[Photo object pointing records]
——

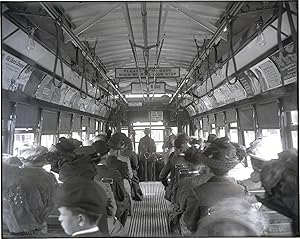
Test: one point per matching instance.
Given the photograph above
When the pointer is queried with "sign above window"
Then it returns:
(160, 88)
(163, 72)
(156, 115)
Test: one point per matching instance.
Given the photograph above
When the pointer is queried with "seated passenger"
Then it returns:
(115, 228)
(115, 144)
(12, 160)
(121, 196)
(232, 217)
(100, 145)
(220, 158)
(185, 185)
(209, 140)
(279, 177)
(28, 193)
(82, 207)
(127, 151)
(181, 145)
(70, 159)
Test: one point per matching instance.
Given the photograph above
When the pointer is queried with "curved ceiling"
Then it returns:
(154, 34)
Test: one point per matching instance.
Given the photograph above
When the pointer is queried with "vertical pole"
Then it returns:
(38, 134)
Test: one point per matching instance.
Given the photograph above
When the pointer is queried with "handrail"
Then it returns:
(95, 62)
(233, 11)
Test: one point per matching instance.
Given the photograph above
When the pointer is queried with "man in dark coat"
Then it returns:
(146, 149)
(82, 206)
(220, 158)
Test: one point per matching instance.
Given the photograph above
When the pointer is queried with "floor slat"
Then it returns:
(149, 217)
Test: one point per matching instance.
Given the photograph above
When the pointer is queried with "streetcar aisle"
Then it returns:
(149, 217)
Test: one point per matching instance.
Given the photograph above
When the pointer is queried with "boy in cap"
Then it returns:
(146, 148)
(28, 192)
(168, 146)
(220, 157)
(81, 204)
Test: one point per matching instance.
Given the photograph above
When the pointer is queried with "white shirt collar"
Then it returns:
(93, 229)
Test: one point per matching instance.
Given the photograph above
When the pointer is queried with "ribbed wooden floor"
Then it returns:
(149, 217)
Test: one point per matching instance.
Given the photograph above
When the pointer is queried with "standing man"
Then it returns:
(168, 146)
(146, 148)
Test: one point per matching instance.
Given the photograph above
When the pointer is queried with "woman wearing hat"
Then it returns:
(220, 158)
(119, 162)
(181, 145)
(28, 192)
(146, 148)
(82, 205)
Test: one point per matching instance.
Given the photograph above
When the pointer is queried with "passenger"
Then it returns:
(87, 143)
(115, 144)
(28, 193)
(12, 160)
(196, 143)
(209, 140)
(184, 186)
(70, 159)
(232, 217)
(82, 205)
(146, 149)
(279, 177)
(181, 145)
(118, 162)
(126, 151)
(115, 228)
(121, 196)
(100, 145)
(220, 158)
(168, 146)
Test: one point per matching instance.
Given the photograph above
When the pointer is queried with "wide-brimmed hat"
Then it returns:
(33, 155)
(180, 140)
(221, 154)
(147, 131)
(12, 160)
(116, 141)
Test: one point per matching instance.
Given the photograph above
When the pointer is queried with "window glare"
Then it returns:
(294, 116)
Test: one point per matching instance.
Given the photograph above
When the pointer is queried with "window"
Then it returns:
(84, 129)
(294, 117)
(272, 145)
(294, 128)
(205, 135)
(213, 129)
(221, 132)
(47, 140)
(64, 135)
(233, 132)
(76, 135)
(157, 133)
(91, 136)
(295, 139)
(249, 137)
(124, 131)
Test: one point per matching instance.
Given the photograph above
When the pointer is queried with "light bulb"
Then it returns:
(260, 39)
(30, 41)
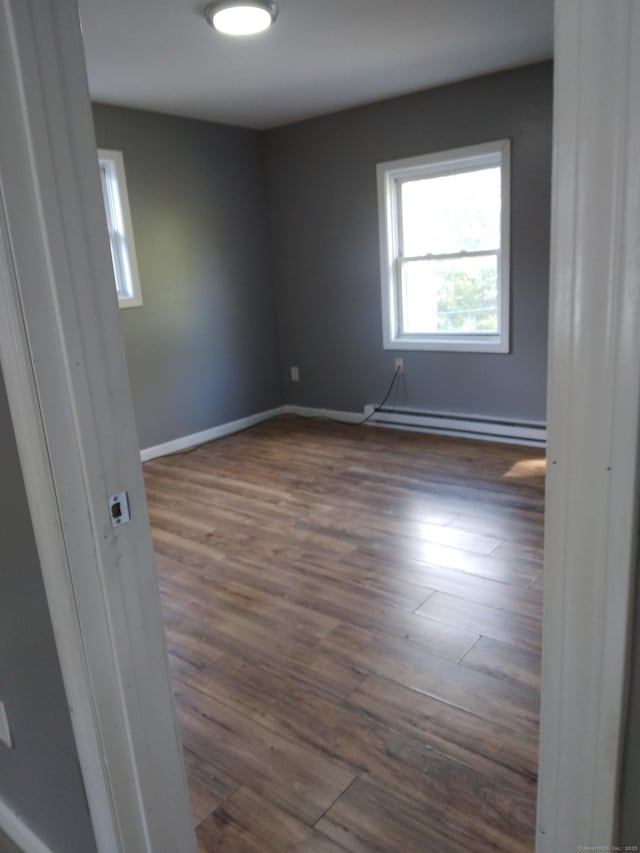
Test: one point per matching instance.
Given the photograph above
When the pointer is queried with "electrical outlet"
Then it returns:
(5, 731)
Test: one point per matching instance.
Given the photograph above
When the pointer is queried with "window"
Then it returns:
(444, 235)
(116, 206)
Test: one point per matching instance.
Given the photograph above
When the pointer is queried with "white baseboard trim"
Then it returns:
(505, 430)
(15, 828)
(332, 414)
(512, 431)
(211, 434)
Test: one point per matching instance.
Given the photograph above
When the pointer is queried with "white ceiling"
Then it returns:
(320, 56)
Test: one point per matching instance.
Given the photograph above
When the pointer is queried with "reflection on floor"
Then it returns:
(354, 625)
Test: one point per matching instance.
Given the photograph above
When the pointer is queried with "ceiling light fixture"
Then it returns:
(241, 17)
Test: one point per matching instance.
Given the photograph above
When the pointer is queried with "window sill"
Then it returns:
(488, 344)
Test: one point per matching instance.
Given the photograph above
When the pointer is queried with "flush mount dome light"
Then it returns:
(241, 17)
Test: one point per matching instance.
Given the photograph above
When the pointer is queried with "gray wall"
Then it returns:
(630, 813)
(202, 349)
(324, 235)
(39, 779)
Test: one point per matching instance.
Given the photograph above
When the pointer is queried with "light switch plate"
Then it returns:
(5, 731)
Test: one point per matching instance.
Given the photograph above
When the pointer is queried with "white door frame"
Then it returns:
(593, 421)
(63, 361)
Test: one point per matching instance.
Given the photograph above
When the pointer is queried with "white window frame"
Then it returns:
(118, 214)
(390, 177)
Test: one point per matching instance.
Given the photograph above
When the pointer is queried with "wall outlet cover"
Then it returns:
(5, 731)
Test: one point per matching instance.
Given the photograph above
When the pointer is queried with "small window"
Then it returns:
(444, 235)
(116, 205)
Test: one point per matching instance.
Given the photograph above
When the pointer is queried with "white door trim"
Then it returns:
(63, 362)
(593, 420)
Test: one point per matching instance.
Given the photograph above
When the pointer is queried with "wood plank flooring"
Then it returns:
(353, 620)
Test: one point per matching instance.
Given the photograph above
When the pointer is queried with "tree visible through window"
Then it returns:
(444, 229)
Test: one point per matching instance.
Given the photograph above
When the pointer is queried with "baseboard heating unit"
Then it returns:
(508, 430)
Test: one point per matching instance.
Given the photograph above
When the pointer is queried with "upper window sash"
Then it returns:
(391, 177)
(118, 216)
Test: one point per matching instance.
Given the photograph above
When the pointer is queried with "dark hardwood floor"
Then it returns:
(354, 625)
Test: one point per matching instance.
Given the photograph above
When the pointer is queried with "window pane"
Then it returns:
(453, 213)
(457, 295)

——

**EXERCISE REQUIREMENTS**
Quote the preceding listing precisely and completely, omitting its images.

**TASK RESPONSE**
Test: one point per matching instance.
Given the photograph above
When the pointer is queried with "sign above window"
Then it returns:
(160, 88)
(163, 72)
(156, 115)
Test: one point per matching instance.
Given the photograph above
When the pointer is queried with "seated passenger"
Then it returns:
(115, 228)
(115, 144)
(12, 160)
(121, 196)
(232, 217)
(100, 145)
(220, 158)
(185, 185)
(209, 140)
(279, 177)
(28, 193)
(82, 207)
(127, 151)
(181, 145)
(70, 159)
Test: one point per matching instance.
Given the photograph above
When the pointer is queried with "curved ceiling"
Then it returns:
(154, 34)
Test: one point per matching instance.
Given the photograph above
When the pointer is queried with "vertical pole"
Then it returns:
(38, 134)
Test: one point per matching instance.
Given the photograph above
When the pointer is queried with "handrail"
Then it returns:
(95, 62)
(233, 11)
Test: one point per matching instance.
Given the photograph above
When the pointer is queried with "man in dark coat"
Then it returns:
(146, 149)
(82, 206)
(220, 158)
Test: one point per matching instance.
Given the photograph above
When the pointer is queried with "floor slat"
Then it returns:
(149, 217)
Test: one point per matching instance.
Given the photograph above
When the pointer is queried with "streetcar aisle"
Then it returns:
(149, 217)
Test: one point per matching instance.
Given the photograph above
When the pointer is queried with "boy in cap"
Then it returns:
(146, 148)
(28, 192)
(168, 146)
(220, 157)
(81, 204)
Test: one point per matching instance.
Given the photograph above
When the pointer is queried with "white shirt collar"
Then it returns:
(93, 229)
Test: one point per matching instance.
Given the photograph above
When the pointer is queried with "ribbed wooden floor"
Then it returns:
(149, 217)
Test: one point per matching instance.
Given the photograph above
When the pointer is queried with "standing man"
Then it returns:
(168, 146)
(146, 148)
Test: one point per matching instance.
Given the photograph above
When the pointer is queried with "woman wearing hat"
Then it returns:
(220, 158)
(119, 162)
(181, 145)
(28, 192)
(146, 148)
(82, 205)
Test: one point per matching instance.
Given the photograph above
When the pointer is queried with "passenger"
Then it returns:
(87, 143)
(115, 144)
(28, 193)
(12, 160)
(196, 143)
(209, 140)
(184, 186)
(70, 159)
(232, 217)
(82, 205)
(146, 149)
(279, 177)
(181, 145)
(118, 162)
(126, 151)
(115, 228)
(121, 196)
(100, 145)
(220, 158)
(168, 146)
Test: one point per matching instance.
Given the photograph above
When the pointer is queried with "wide-brimmed hat"
Then it returns:
(33, 155)
(180, 140)
(221, 154)
(147, 131)
(12, 160)
(116, 141)
Test: one point per matching instance.
Given the photograph above
When the pointer is queried with "window glare"
Then it returns:
(294, 116)
Test: one point per matching instance.
Given the photograph above
When the pointer is queried with "window"
Then it returns:
(84, 129)
(294, 117)
(272, 145)
(294, 128)
(205, 135)
(213, 129)
(221, 132)
(47, 140)
(64, 135)
(233, 132)
(76, 135)
(157, 133)
(91, 136)
(295, 139)
(249, 137)
(124, 131)
Test: one point per matching instance.
Given the photograph above
When the pointer is queried with "light bulb"
Then it returns:
(260, 39)
(30, 41)
Test: one point per matching instance.
Given the photograph above
When the pointer is queried with "electrical outlet"
Then it returns:
(5, 731)
Test: one point per matching instance.
Given the photograph above
When the pointer is queried with "window"
Then it returns:
(444, 235)
(116, 206)
Test: one point per matching instance.
Given the photograph above
When the pointer is queried with "white baseboard trim"
Then it returns:
(505, 430)
(15, 828)
(332, 414)
(512, 431)
(211, 434)
Test: one point per matching instance.
Given the photograph above
When the pointer is queried with "white ceiling"
Then it returns:
(320, 56)
Test: one point per matching instance.
Given the photograph above
When the pointer is queried with "reflection on floor"
Then it returns:
(354, 625)
Test: one point per matching instance.
Given the photograph above
When the pointer is queried with "ceiling light fixture"
Then it returns:
(241, 17)
Test: one point per matching instance.
Given the photograph above
When the pointer is queried with "window sill"
Then it returns:
(488, 344)
Test: one point per matching instance.
Given the photograph above
When the pointer is queried with "flush mount dome light"
Then it returns:
(241, 17)
Test: one point per matching instance.
Given the photograph above
When the pointer is queried with "gray wall"
Then it returns:
(630, 813)
(202, 349)
(324, 235)
(39, 779)
Test: one point per matching instance.
Given the photograph above
When the pointer is queried with "light switch plate"
Then it returns:
(5, 731)
Test: one point per matching instance.
Given the photograph above
When the pointer is queried with "white door frame"
Then it returns:
(593, 421)
(63, 361)
Test: one point per matching instance.
Given the photograph above
When the pointer is queried with "white window frame"
Then it returns:
(118, 214)
(390, 177)
Test: one point per matching instance.
Given the photograph above
When the pointer is queried with "wall outlet cover"
Then it returns:
(5, 731)
Test: one point per matching instance.
Given the photograph above
When the pointer is queried with "small window"
Then it returns:
(444, 235)
(116, 205)
Test: one point per matching instance.
Given the photograph above
When the pointer is queried with "white door trim"
Then it returns:
(63, 362)
(593, 420)
Test: one point per matching instance.
Given the photograph above
When the pointer is queried with "wood plank flooring"
Then it returns:
(353, 620)
Test: one point per matching instance.
Given the photograph above
When the pointer is queried with "tree visible through window"
Then it returns:
(444, 229)
Test: one point per matching instance.
Given the photograph above
When the pointer is queried with "baseboard heating unit"
Then it returns:
(508, 430)
Test: one point per matching instance.
Given the photograph above
When the pointer is queried with "upper window sash"
Then it returns:
(391, 177)
(118, 216)
Test: one point per matching instance.
Given the photograph above
When the pointer is queried with "dark hardwood floor"
Then it returns:
(354, 625)
Test: one point per matching instance.
Given the photograph above
When the pointer is queried with "window pane"
Then it returns:
(453, 213)
(457, 295)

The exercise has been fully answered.